Document excerpt
+ + + + +
When building a deck, I aim for 40-45 mana sources on average, hedging one way or the other depending on the average converted mana cost of my spells. If I’m playing a particularly small curve, I might go as low as 36 actual lands with 3-4 additional ramp effects, but that’s the bare minimum and it’s exceptionally greedy when you’ll almost always want to get to 10 or more mana available in a game. With any average converted mana cost over 4.0 or so, I’d recommend 38-40 actual mana producing lands and five to six additional mana sources. It may look like a lot, but you’ll be much happier when you have the mana to play your spells on time.
Mana flood in Commander is often mitigated by using your commander more aggressively since you’ll have the mana to replay him or her even if someone kills them. In my dedicated ramp deck that plays big silly spells, I run upwards of 55 lands and ramp spells and I’ve never felt mana flooded. If you aren’t experiencing occasional mana flood, you probably aren’t running enough mana sources in your decks.
Go Big or Go Home
While I hit the major points, I didn’t hit everything. There are many, many different approaches to mana ramping in Commander. Not every strategy fits how you may want to play. For more aggressive players, putting additional lands into play is huge, because it lets them get the aggro on faster. For a more control oriented player it’s highly likely they need to make sure they hit every land drop consistently rather than just getting ahead of the curve. It all depends on the goal for your deck, so pick the ramp strategy that works best for you. Next week I’ll share one of my ramp-oriented decks that does silly things with some of the mana doublers I mentioned above.
Until next time, may you always hit the gas before the brakes.
Overall, I think you hit all the ramping situations on the spot. A couple you forgot though that I feel should be mentioned are Three Visits, Nature's Lore, and Spoils of Victory for those 5 color decks. Carpet of flowers is pretty good in some metagames. Finally, there are a few ritual effects worth mentioning Spoils of Evil, Songs of the Damned, and Black Market. City of Shadows is pretty good too. Those are mostly niche cards for very specific decks though. Really nice job otherwise!
I think you got them all except 2 of my favorites, Wood Elves and Yavimaya Dryad. It could just be the way my deck is built, but I actually like these guys more than some of the 4 CC ramp spells. I use Wort the Raidmother as my main Commander so having extra creatures to use for conspire always helps. They are also good to sac to random spells, ditch to Survival of the Fittest if you dont need the ramp and get pretty nutty with Kiki-Jiki at times without putting a huge target on your back until it's too late. The main problem I have with basic ramps spells is if you have too many, they become bad top decks late game. At least the two elves are still creatures that can get eaten by a Skullclamp, or a Mycoloth or even attack ftw with Khamal. Great article none the less. The more EDH content the better!
Another great option you left off was Reap and Sow. The ability to destroy broken utility lands as well as tutor for your own and put it right into play is very powerful.
under the doubling effects, Extraplanar Lens is worth mentioning and Doubling Cube is alright, while Journeyer's Kite is pretty good as a repeatable tutor.
+ + + + +
Data records
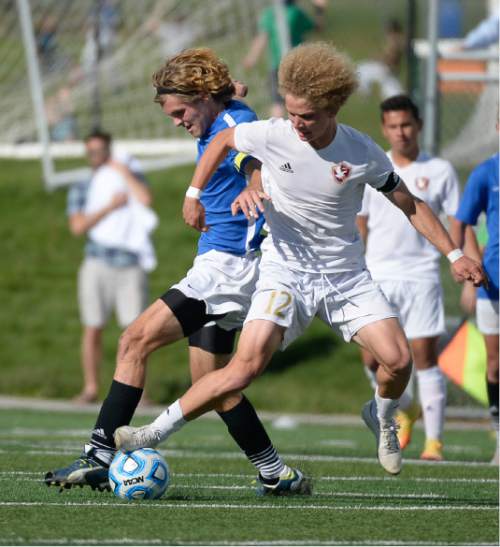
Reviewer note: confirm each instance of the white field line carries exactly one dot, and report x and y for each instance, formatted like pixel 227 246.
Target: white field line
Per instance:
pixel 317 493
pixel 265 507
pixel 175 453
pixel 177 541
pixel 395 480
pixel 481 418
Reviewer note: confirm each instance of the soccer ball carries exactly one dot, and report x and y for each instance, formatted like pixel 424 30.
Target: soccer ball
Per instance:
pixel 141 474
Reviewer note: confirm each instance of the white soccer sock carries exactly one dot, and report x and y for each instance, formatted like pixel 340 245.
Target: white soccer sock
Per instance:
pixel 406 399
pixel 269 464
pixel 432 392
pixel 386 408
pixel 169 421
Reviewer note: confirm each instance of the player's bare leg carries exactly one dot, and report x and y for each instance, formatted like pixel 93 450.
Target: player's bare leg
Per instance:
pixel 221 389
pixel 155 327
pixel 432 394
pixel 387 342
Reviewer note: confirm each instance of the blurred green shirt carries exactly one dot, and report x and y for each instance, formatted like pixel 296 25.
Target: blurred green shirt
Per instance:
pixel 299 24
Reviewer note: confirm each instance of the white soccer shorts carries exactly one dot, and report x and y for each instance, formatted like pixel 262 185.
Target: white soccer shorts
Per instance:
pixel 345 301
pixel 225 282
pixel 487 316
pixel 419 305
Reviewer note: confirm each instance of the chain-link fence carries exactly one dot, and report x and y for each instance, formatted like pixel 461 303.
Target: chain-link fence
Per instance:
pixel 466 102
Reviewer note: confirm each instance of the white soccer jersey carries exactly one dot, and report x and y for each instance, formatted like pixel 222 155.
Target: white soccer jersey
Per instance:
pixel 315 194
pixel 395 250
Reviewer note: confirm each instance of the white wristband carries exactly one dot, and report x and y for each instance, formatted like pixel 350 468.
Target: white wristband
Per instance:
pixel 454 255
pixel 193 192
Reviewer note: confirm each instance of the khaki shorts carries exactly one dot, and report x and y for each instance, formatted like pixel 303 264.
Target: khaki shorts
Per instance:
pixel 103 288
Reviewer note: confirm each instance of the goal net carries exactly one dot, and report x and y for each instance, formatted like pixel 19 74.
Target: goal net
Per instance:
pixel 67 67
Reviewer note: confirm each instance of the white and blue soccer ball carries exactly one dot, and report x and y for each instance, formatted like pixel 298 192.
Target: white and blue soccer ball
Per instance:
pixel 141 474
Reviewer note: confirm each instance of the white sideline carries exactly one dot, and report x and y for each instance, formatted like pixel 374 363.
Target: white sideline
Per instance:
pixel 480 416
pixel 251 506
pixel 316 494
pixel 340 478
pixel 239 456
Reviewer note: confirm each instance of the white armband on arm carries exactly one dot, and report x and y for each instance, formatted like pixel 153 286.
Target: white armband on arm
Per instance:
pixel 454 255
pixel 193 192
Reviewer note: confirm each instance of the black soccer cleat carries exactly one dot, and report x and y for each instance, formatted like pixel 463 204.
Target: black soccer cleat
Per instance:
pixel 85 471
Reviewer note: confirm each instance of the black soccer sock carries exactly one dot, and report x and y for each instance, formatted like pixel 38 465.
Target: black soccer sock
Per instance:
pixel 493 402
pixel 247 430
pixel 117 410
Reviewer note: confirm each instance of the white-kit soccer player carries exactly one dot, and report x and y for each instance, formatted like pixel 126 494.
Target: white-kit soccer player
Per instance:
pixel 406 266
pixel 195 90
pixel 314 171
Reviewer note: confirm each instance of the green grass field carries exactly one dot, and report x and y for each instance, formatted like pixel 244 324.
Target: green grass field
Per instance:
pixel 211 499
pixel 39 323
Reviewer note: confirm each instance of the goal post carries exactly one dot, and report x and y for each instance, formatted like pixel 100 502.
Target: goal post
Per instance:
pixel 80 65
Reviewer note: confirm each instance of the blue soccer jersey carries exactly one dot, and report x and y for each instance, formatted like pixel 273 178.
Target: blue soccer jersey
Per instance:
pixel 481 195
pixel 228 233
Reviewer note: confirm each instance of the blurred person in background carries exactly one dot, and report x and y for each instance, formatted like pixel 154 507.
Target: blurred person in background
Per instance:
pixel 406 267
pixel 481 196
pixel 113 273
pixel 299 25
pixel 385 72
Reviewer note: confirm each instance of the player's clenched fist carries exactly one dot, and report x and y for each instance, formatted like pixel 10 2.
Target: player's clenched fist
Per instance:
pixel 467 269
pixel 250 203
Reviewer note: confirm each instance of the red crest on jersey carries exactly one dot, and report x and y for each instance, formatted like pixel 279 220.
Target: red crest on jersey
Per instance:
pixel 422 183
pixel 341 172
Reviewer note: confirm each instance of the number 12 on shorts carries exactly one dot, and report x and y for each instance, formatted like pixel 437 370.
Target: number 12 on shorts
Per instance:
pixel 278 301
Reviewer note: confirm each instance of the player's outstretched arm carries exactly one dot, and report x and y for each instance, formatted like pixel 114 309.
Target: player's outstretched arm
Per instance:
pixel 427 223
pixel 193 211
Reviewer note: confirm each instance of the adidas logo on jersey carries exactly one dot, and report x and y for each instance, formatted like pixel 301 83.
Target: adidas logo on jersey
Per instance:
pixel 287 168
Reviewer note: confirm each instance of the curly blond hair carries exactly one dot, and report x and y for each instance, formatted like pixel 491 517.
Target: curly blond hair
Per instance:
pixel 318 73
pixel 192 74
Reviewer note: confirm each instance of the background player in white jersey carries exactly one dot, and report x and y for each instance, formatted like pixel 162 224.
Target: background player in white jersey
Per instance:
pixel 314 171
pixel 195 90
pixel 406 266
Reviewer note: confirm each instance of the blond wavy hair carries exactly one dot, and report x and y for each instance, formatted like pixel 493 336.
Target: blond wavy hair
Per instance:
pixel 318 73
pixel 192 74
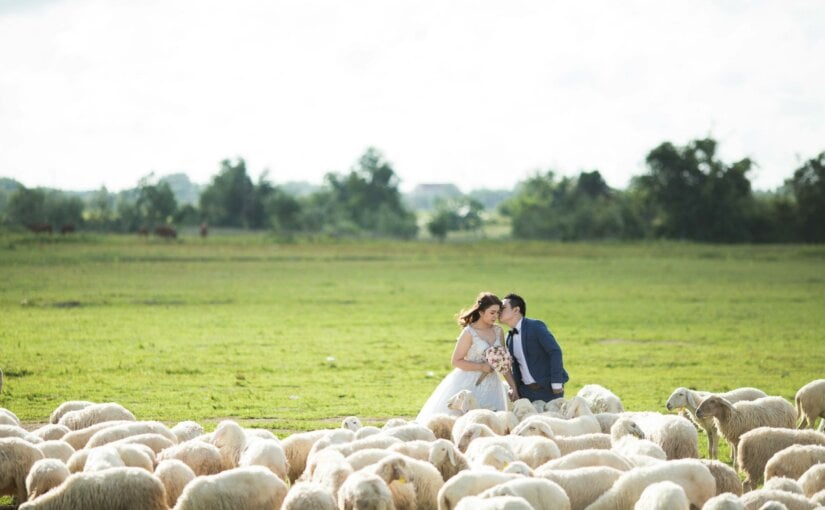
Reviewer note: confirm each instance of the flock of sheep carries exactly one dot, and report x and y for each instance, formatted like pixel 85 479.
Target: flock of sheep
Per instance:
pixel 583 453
+ + + + +
What needs to be done
In the article on mana ramping in Commander, how many lands and ramp spells does the writer's dedicated ramp deck run?

Solution for this task
Upwards of 55 lands and ramp spells.